- **What you should do**: Every record that follows must be given again exactly.

- **Data**:
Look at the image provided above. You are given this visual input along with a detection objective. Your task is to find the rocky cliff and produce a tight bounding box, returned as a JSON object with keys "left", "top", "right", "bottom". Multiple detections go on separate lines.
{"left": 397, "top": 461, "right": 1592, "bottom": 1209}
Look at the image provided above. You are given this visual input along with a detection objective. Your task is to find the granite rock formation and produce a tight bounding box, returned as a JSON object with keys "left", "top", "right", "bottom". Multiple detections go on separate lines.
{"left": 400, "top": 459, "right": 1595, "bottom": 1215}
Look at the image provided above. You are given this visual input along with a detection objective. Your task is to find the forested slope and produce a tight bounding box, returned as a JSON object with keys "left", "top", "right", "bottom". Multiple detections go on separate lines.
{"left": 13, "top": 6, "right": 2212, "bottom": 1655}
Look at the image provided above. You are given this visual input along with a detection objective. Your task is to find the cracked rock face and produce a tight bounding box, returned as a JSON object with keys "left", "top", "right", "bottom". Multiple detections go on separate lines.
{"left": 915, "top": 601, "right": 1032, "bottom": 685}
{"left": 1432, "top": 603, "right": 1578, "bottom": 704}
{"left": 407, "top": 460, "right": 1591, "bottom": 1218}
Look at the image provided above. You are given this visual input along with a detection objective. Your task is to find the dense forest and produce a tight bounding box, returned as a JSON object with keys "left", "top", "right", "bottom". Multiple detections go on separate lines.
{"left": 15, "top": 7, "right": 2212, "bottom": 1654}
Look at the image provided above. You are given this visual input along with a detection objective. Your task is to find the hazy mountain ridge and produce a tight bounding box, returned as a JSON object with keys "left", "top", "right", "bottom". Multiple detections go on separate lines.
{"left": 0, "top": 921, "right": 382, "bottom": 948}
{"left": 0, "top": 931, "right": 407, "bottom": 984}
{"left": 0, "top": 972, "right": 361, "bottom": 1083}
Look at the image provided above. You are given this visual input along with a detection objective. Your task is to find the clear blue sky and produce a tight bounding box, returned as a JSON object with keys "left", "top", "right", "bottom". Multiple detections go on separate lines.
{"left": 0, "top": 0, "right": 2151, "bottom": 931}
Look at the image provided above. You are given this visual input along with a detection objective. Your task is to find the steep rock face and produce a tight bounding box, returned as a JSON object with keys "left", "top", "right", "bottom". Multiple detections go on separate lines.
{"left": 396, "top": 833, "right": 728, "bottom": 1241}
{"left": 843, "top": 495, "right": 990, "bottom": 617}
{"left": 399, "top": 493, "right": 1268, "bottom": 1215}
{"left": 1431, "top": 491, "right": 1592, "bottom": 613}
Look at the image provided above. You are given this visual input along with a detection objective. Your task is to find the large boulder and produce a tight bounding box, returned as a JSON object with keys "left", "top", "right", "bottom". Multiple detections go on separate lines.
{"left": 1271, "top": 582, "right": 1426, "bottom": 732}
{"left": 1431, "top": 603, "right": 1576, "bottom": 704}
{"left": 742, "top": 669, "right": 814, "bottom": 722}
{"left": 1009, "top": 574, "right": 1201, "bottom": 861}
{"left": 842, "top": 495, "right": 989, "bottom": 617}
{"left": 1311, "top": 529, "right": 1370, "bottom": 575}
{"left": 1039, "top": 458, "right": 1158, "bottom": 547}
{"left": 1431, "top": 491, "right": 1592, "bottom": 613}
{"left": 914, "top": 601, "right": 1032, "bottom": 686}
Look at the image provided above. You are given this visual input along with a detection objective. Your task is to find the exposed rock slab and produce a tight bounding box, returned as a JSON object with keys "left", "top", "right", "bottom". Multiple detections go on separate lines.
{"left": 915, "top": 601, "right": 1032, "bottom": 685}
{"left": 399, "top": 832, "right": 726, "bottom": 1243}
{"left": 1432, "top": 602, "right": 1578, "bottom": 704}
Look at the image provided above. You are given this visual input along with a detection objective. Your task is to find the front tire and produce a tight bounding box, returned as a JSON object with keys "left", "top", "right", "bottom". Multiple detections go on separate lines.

- **Solved problem**:
Look at the image provided above. You are given this visual input along with a detection objective. Your task is to find the rocky cliff and produce a tight bounding box, returned as a JSON object with keys "left", "top", "right", "bottom". Multiple detections go on separate lines.
{"left": 397, "top": 461, "right": 1592, "bottom": 1209}
Look at the image provided above. You are given this visual input along with a detection objective. Your task is to find the granite rock formation and produce a tight bounding box, returned as a JSON object with keys "left", "top", "right", "bottom". Multiple detections go on separate lines.
{"left": 400, "top": 459, "right": 1595, "bottom": 1215}
Look at the image provided above. You are given this visual input along with a detection objective. Your task is to find the forested slope and produce a tight bounding box, returned as a JSON object with keys "left", "top", "right", "bottom". Multiple detections go on separate lines.
{"left": 13, "top": 6, "right": 2212, "bottom": 1655}
Look at the image provided above. You are given this visual input along with a detection objective. Your task is to find the cracked rock face and produce a tight bounding box, returned as a JSON object with keys "left", "top", "right", "bottom". Multiple detections go on separate lines.
{"left": 915, "top": 601, "right": 1032, "bottom": 685}
{"left": 1432, "top": 603, "right": 1578, "bottom": 704}
{"left": 407, "top": 460, "right": 1591, "bottom": 1218}
Look at the image provided above. You are given this visual input along with a detection objective. Your task is to find the dense forest and produce a tight bounding box, returned as a JSON object with keys "left", "top", "right", "bottom". Multiple detections go on separate lines.
{"left": 15, "top": 7, "right": 2212, "bottom": 1654}
Look at the image provided above. You are given this visual input along with a detection objective. Your task is to find the hazy mountain ridge and produce a tight bounding box, returned as a JSON object with keys "left", "top", "right", "bottom". Multiple detections go on separate lines.
{"left": 0, "top": 921, "right": 382, "bottom": 948}
{"left": 0, "top": 931, "right": 407, "bottom": 984}
{"left": 0, "top": 972, "right": 361, "bottom": 1083}
Look at the image provided above. You are given this visual input along with a detection objective. Your task is to find the clear blue sky and produce a tight bounding box, returned as a JSON object with keys "left", "top", "right", "bottom". Multiple detections go on separate lines.
{"left": 0, "top": 0, "right": 2151, "bottom": 931}
Look at the image provided above. You are given this visual input along with a detection objective. Your task is to find the steep rock face and produce a tight bounding box, returned as a JSON object with keys "left", "top", "right", "bottom". Multiple detections go on separate lines.
{"left": 396, "top": 833, "right": 728, "bottom": 1241}
{"left": 843, "top": 495, "right": 990, "bottom": 617}
{"left": 399, "top": 493, "right": 1268, "bottom": 1215}
{"left": 1431, "top": 491, "right": 1592, "bottom": 613}
Look at the image provided above. You are given this visual input along with a detection objective. Your task is to find the large boulder and produce a tight bounding box, returned as a JSON object with keys "left", "top", "right", "bottom". Multiple detections go on separate lines.
{"left": 1271, "top": 582, "right": 1426, "bottom": 732}
{"left": 1431, "top": 603, "right": 1576, "bottom": 704}
{"left": 742, "top": 669, "right": 814, "bottom": 722}
{"left": 1009, "top": 574, "right": 1201, "bottom": 861}
{"left": 842, "top": 495, "right": 989, "bottom": 617}
{"left": 1311, "top": 529, "right": 1370, "bottom": 575}
{"left": 1039, "top": 458, "right": 1158, "bottom": 547}
{"left": 1431, "top": 491, "right": 1592, "bottom": 613}
{"left": 914, "top": 601, "right": 1032, "bottom": 686}
Look at the image provided above. You are given this visual input along with a detection objective. Your task is to find the exposed rock slab and produce a tight bounding box, returned as a JSON object with keys "left", "top", "right", "bottom". Multiple detections go on separate lines.
{"left": 915, "top": 601, "right": 1032, "bottom": 685}
{"left": 399, "top": 832, "right": 726, "bottom": 1243}
{"left": 1432, "top": 602, "right": 1578, "bottom": 704}
Look at the image provided above. You are given this visual input along with a detection objective. Your task is to find the front tire and produce a tight bounding box, returned as a JSON object with keys "left", "top", "right", "bottom". Multiple detections go on separate lines.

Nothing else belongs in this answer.